◆ Provided passage
---

He suggests that notions like those of Plato, or Cudworth, or Malebranche, depend a good deal upon the vague and general language in which they are expressed. So long as a philosophy is not very distinctly explained, it “passes easily enough through the indolent imagination accustomed to substitute words in the room of ideas.” Platonism vanishes indeed, and is discovered to be altogether incomprehensible upon an attentive consideration. It did, however, require attentive consideration, and but for Aristotle “might without examination have continued to be the current philosophy for a century or two.” This early and unnoticed composition proves that Smith had thought deeply on metaphysics though he deliberately avoided them in his masterpieces.

---

◆ Given data
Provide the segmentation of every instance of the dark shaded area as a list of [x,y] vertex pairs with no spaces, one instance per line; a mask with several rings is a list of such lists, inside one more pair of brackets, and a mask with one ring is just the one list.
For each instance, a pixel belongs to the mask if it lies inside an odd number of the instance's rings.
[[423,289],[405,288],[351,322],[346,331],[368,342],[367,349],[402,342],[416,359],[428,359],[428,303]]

---

Answer these from the passage on Smith's early composition:
(a) Whose notions does he suggest depend on vague and general language?
(b) Without which philosopher might Platonism have remained the current philosophy?
(c) For how long might it have remained current without examination?

◆ Response to this exercise
(a) Plato, Cudworth, and Malebranche
(b) Aristotle
(c) A century or two